### What you will do
a: According to the inspection report, which two heat exchangers did the inspectors review for heat sink performance?
b: Reproduce everything in the inspection report from "The inspectors verified that the condition" down to "performed by reviewing related procedures and surveillance.".

1R06 Flood Protection Measures
a. Inspection Scope
The inspectors performed an annual review of flood protection barriers and procedures for coping with external flooding for a total of one sample. The document listed in the was used by the inspectors to accomplish the objectives of the inspection procedure. Inspection activities focused on verifying that flood mitigation plans and equipment were consistent with design requirements and risk analysis assumptions.
Inspection activities included, but were not limited to, a review and/or walkdown to assess design measures, seals, drain systems, contingency equipment condition and availability of temporary equipment and barriers, performance and surveillance tests, procedural adequacy, and compensatory measures.
b. Findings
No findings of significance were identified.
1R07 Heat Sink Performance
.1 Biennial Review of Heat Sink Performance
a. Inspection Scope
The inspectors reviewed the performance of the B Emergency Diesel Generator (EDG)coolers and the B Residual Heat Removal (RHR) heat exchanger. These heat exchangers were chosen for review based on their high risk assessment worth in the licensees probabilistic safety analysis. This review resulted in the completion of two inspection samples. While on-site, the inspectors verified that the inspection, maintenance and testing conducted on these heat exchangers were adequate to ensure proper heat transfer. This was done by conducting independent heat transfer capability calculations, reviewing the methods and calculations used to inspect and test the heat exchangers, and verifying that the as-found results were appropriately dispositioned, such that the final condition was acceptable. The inspectors also verified, by review of procedures and test results, that chemical treatments, ultrasonic tests, eddy current tests and methods used to control biotic fouling corrosion and macrofouling were sufficient to ensure required heat exchanger performance.
The inspectors verified that the condition and operation of these heat exchangers were consistent with design assumptions in heat transfer calculations by conducting a walk-down of the intake bay, the selected heat exchangers and the pumps that supply these heat exchangers and by reviewing related procedures and surveillance. The inspectors also verified that redundant and infrequently used heat exchangers were flow tested periodically at maximum design flow. This was performed by reviewing related procedures and surveillance.

### Record extracts
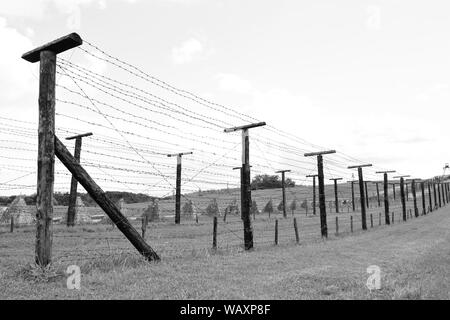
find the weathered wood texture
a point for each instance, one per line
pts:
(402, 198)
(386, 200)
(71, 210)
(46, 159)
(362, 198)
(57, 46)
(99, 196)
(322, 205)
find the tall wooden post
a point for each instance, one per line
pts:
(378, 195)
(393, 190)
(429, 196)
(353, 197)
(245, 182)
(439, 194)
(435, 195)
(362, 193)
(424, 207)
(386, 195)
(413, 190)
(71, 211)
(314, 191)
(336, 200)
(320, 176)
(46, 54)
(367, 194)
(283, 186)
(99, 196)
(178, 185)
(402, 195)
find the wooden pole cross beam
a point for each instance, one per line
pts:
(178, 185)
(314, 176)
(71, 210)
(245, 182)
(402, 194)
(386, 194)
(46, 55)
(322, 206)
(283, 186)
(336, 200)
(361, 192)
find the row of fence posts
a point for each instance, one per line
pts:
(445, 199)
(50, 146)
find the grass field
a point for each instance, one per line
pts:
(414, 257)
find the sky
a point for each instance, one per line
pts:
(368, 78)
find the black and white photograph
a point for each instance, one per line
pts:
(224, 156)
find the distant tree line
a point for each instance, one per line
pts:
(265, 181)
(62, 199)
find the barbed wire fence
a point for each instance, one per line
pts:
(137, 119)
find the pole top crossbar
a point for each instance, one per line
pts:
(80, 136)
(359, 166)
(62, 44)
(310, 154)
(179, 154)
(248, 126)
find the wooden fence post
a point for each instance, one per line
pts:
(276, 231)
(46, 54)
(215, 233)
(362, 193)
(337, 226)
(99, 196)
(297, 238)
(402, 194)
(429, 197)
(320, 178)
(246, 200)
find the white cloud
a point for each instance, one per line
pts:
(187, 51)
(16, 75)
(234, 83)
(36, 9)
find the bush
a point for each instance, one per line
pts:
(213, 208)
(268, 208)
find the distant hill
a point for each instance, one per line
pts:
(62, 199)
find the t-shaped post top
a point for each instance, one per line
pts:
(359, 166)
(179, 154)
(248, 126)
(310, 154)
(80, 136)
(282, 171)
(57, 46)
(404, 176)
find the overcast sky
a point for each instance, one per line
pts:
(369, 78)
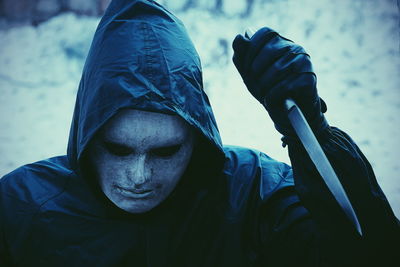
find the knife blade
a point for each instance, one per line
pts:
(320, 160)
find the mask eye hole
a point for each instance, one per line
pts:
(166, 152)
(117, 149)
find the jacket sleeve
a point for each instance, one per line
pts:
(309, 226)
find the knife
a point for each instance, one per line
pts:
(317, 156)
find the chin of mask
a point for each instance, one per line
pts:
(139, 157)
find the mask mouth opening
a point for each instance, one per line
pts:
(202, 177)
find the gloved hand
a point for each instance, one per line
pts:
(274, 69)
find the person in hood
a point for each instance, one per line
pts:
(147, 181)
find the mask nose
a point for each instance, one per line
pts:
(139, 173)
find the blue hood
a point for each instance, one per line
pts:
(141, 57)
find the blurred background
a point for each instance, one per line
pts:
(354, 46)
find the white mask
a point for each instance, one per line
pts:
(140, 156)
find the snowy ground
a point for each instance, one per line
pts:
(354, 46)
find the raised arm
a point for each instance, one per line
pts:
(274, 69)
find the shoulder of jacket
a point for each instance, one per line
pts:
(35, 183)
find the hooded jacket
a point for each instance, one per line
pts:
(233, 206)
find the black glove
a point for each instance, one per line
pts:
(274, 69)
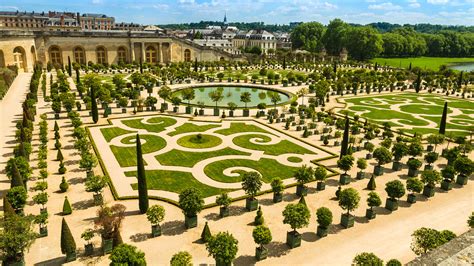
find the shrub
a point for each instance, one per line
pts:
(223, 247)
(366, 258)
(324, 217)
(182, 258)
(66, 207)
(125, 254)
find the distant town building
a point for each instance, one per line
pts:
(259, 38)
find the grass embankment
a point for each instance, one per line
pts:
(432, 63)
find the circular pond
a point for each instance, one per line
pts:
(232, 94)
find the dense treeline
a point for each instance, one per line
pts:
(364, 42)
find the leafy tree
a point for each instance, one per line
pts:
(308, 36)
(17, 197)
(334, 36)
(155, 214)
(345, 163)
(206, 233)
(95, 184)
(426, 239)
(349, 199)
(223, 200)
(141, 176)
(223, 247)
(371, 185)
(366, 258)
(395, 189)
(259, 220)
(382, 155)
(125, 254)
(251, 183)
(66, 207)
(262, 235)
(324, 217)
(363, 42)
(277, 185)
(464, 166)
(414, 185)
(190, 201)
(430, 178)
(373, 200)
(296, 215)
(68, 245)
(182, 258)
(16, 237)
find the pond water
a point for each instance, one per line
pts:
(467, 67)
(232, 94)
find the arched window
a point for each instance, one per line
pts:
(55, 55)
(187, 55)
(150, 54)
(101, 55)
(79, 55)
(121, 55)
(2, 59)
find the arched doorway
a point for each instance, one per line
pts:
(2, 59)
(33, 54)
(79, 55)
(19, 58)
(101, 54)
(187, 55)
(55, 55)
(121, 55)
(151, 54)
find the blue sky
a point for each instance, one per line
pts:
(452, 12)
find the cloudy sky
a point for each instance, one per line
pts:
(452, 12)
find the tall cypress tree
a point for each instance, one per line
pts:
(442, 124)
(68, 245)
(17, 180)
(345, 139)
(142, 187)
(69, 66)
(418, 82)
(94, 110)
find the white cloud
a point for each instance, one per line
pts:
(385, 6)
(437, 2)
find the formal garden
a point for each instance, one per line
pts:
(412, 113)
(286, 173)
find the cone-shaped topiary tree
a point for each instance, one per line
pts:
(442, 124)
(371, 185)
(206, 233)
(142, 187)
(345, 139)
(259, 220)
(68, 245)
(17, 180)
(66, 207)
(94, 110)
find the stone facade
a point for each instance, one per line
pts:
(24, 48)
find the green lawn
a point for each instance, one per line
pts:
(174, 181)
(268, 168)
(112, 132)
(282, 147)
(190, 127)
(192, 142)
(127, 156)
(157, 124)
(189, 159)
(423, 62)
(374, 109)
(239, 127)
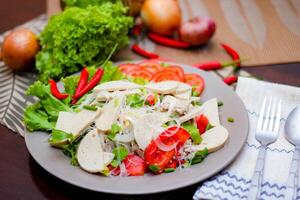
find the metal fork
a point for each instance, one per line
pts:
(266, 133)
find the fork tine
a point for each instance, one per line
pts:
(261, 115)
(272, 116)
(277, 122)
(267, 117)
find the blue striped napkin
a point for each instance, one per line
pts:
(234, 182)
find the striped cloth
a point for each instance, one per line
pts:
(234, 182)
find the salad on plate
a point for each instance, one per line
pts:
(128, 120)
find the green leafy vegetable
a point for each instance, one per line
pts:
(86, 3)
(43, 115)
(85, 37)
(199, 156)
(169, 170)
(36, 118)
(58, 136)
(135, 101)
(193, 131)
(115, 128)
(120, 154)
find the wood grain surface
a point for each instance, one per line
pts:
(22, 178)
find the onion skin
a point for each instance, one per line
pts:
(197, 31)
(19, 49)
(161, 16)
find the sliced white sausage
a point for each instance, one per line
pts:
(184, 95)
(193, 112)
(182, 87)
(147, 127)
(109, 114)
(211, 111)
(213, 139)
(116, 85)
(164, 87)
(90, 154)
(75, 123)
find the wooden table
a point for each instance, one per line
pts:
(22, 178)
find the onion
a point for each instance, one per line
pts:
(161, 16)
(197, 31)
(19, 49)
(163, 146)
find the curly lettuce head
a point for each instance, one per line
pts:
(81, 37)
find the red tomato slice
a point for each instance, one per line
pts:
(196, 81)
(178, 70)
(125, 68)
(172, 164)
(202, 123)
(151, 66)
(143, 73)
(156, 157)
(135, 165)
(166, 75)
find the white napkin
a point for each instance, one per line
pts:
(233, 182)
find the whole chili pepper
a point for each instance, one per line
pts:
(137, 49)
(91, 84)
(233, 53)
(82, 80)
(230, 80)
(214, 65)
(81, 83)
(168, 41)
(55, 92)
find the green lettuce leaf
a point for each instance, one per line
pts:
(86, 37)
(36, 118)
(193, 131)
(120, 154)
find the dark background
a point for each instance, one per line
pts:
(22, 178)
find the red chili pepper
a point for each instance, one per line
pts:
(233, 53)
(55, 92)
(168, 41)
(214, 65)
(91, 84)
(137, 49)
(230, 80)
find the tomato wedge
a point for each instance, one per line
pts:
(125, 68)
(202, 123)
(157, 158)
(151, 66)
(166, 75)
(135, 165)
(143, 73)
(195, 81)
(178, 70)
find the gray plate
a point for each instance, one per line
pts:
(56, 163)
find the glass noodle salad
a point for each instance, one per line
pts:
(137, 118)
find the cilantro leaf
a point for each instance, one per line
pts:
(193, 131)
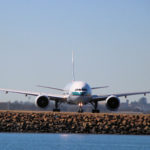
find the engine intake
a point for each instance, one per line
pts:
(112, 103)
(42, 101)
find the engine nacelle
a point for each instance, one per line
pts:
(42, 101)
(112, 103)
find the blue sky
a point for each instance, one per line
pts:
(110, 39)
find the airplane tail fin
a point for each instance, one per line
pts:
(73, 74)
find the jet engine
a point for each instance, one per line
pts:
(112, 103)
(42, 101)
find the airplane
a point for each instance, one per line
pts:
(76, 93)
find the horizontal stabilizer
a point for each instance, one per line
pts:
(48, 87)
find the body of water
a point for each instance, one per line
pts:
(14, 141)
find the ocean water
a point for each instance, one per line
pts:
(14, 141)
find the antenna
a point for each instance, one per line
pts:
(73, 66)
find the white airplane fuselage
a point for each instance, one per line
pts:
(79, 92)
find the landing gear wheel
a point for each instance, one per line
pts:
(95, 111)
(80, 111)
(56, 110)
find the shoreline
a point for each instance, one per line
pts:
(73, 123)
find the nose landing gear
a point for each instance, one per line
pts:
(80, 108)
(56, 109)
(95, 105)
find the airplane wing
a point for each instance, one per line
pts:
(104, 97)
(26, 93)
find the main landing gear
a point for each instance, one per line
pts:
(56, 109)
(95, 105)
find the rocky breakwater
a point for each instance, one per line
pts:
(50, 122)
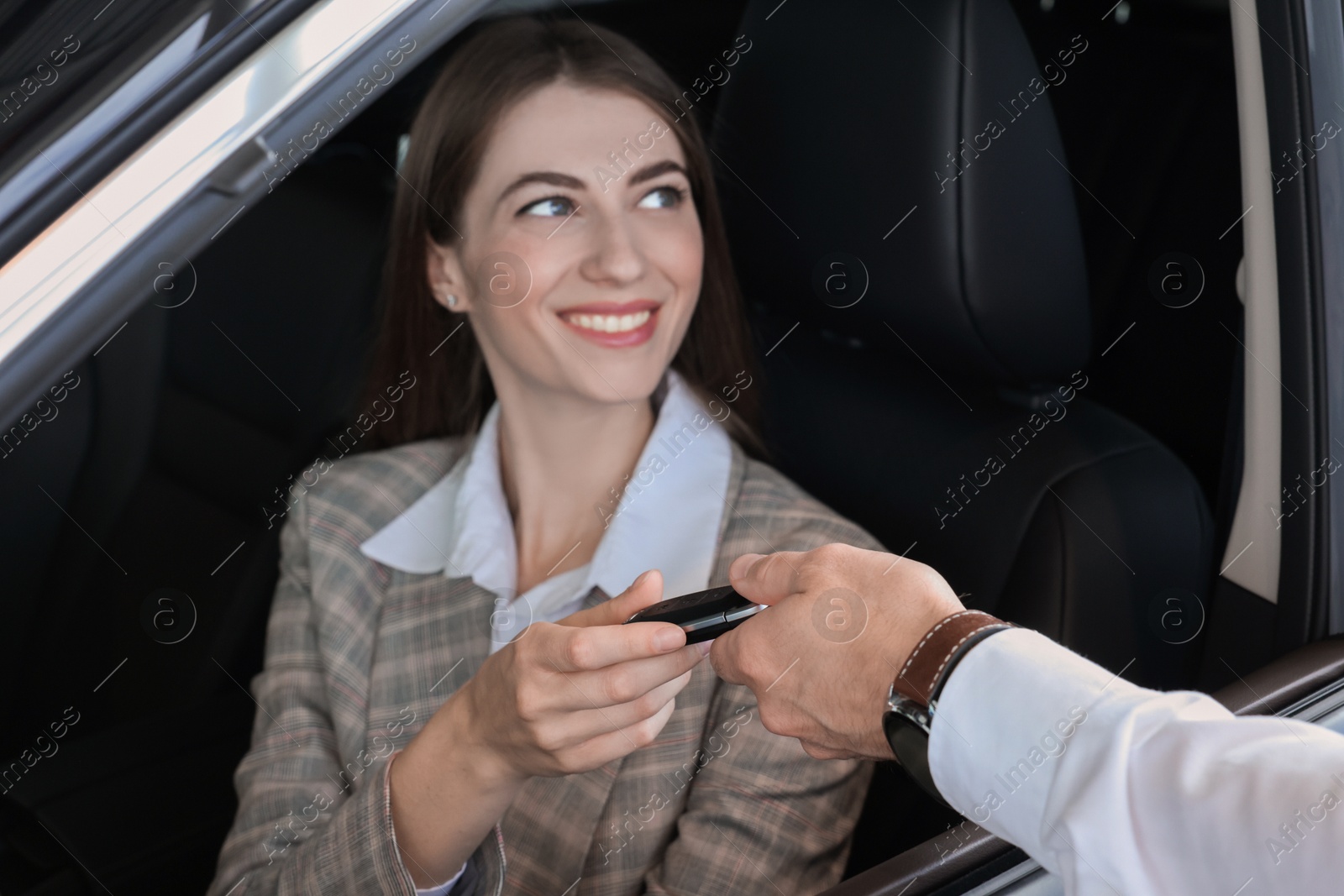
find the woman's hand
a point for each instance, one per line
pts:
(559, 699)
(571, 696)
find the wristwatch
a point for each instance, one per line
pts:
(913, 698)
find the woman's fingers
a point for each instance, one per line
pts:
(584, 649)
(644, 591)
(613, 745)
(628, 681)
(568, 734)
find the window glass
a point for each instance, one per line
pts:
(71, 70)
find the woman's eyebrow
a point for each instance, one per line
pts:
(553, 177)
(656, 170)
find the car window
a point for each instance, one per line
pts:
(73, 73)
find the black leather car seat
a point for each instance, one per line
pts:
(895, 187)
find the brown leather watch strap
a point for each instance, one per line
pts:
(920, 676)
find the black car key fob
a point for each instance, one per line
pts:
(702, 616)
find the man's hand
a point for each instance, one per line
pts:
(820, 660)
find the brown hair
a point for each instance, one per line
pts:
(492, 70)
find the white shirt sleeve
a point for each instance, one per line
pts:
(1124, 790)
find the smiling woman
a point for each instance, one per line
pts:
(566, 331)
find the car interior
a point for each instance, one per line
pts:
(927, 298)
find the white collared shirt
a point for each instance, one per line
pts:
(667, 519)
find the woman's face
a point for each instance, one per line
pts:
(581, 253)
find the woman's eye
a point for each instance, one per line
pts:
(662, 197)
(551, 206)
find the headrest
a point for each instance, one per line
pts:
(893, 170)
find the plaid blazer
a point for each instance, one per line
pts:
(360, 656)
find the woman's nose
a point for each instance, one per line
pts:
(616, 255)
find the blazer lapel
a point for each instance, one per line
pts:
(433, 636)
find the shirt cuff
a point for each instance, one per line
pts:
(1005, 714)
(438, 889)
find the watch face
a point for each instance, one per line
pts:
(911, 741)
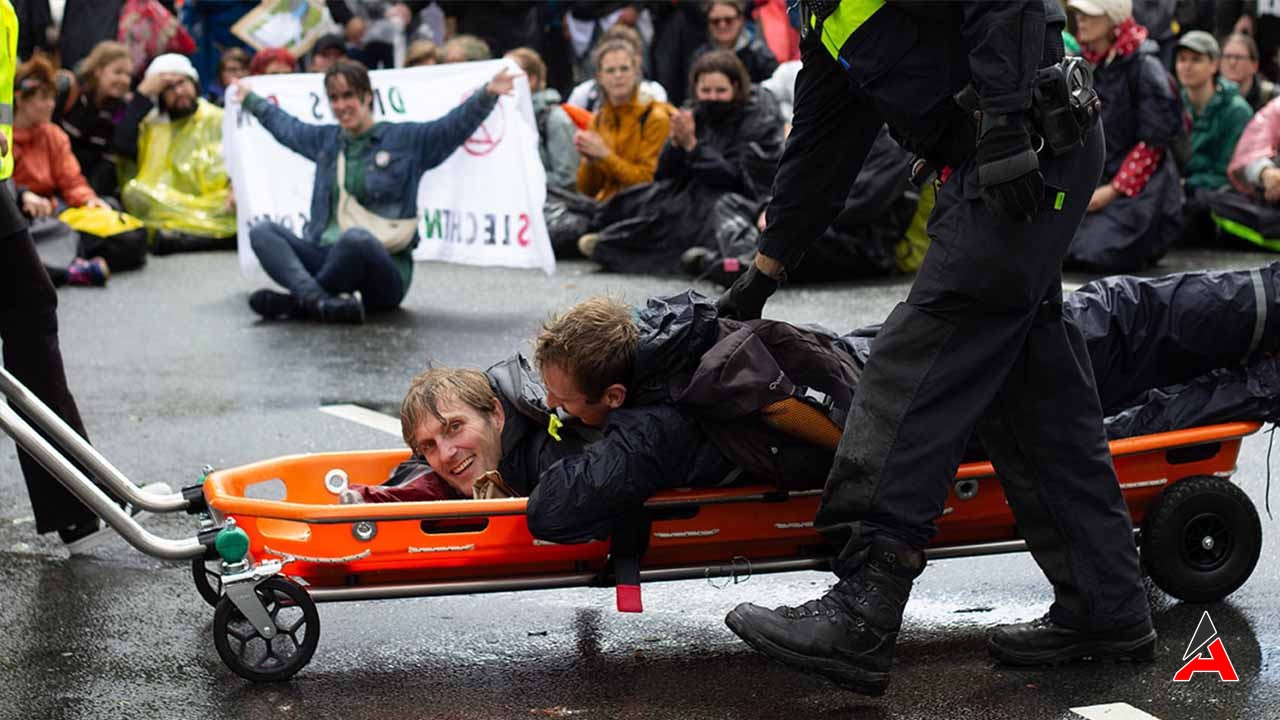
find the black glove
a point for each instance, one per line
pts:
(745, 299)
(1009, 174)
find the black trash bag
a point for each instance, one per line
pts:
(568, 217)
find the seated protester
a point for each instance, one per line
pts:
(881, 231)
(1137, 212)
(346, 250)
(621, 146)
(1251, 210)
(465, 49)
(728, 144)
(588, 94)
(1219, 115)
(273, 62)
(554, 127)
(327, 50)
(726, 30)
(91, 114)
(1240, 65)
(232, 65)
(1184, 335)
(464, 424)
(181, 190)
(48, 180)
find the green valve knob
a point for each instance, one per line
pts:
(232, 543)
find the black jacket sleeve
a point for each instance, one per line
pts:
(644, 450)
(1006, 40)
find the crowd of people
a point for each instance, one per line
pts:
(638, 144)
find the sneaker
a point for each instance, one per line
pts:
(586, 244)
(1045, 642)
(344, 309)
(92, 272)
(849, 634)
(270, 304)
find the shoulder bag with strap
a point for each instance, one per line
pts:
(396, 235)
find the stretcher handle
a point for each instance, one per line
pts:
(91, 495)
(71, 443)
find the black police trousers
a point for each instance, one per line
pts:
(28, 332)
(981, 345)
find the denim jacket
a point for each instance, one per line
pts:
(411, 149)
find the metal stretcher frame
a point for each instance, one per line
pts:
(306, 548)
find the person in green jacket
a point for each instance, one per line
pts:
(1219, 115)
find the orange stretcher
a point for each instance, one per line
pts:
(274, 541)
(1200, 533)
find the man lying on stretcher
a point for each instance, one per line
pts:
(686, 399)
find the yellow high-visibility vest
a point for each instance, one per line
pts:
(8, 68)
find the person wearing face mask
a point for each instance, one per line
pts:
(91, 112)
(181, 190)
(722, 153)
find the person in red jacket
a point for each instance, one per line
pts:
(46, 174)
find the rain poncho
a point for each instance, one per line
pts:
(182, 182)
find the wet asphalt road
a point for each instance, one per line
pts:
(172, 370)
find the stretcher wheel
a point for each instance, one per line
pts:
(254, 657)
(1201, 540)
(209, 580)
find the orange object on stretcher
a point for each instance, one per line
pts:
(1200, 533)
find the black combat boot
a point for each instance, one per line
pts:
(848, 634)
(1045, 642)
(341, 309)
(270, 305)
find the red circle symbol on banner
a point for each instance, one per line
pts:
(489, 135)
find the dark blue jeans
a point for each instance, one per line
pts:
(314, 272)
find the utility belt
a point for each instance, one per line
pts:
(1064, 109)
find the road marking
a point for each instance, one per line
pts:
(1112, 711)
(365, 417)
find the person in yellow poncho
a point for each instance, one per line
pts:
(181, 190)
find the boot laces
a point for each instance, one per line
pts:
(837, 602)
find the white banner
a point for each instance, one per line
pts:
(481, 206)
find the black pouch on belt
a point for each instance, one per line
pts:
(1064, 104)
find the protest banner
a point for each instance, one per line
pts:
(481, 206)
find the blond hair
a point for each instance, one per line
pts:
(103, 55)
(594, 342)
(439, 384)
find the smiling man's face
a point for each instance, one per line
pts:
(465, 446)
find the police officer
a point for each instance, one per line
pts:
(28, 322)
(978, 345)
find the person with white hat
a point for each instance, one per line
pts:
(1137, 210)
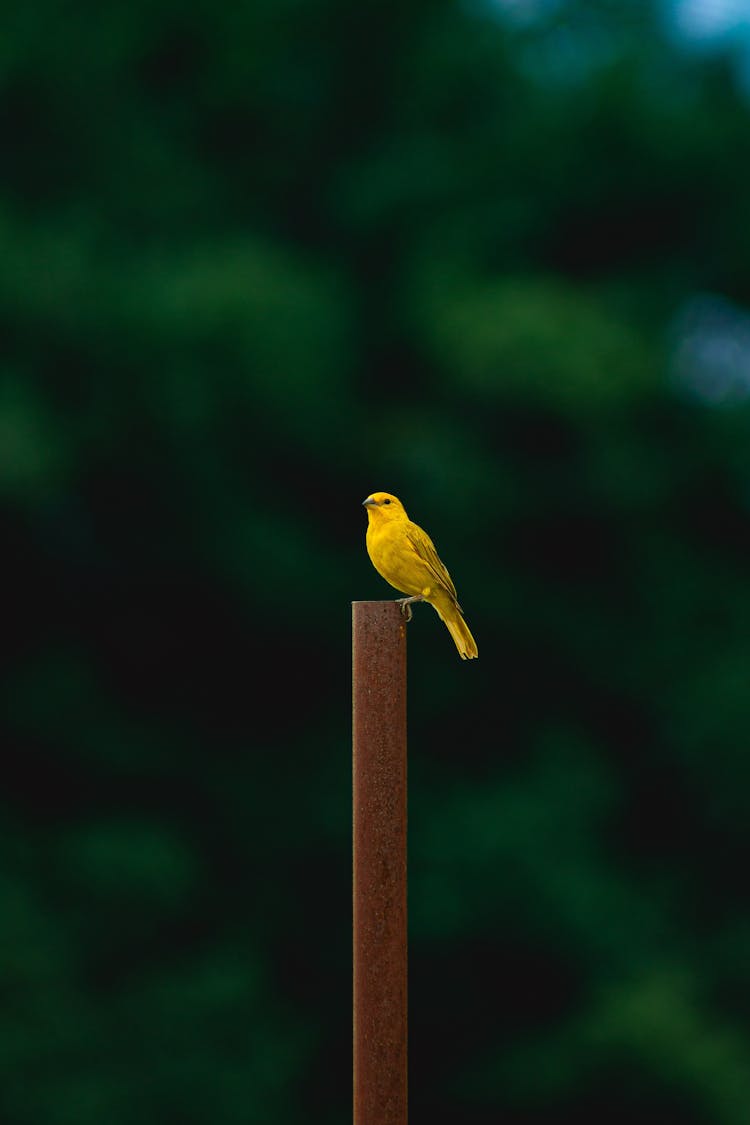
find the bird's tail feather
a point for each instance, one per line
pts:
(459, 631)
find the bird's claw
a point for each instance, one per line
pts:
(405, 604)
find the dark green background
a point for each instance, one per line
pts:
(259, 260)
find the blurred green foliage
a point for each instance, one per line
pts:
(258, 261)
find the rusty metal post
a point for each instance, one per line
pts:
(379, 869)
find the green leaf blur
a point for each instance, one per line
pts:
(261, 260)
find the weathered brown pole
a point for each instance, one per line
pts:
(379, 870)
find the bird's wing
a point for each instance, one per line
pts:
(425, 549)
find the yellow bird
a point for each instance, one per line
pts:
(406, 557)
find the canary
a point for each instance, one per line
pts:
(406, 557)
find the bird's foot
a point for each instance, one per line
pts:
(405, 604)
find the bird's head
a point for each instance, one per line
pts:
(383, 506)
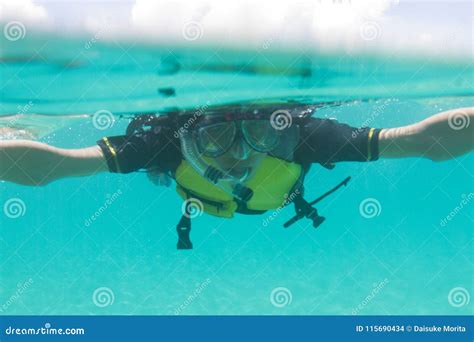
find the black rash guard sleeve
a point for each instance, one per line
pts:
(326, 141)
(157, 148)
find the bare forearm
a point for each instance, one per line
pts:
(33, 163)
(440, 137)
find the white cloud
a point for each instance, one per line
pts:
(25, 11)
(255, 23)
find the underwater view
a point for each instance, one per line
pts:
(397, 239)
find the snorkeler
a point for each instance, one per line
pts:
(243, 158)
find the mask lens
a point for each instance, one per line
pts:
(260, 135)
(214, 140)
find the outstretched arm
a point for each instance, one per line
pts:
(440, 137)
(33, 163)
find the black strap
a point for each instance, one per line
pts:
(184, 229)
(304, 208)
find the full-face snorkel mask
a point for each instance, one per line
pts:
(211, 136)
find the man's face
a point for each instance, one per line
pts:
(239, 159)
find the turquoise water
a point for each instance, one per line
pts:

### Exercise results
a: The B Emergency Diesel Generator (EDG) coolers and the B Residual Heat Removal (RHR) heat exchanger.

b:
The inspectors verified that the condition and operation of these heat exchangers were consistent with design assumptions in heat transfer calculations by conducting a walk-down of the intake bay, the selected heat exchangers and the pumps that supply these heat exchangers and by reviewing related procedures and surveillance. The inspectors also verified that redundant and infrequently used heat exchangers were flow tested periodically at maximum design flow. This was performed by reviewing related procedures and surveillance.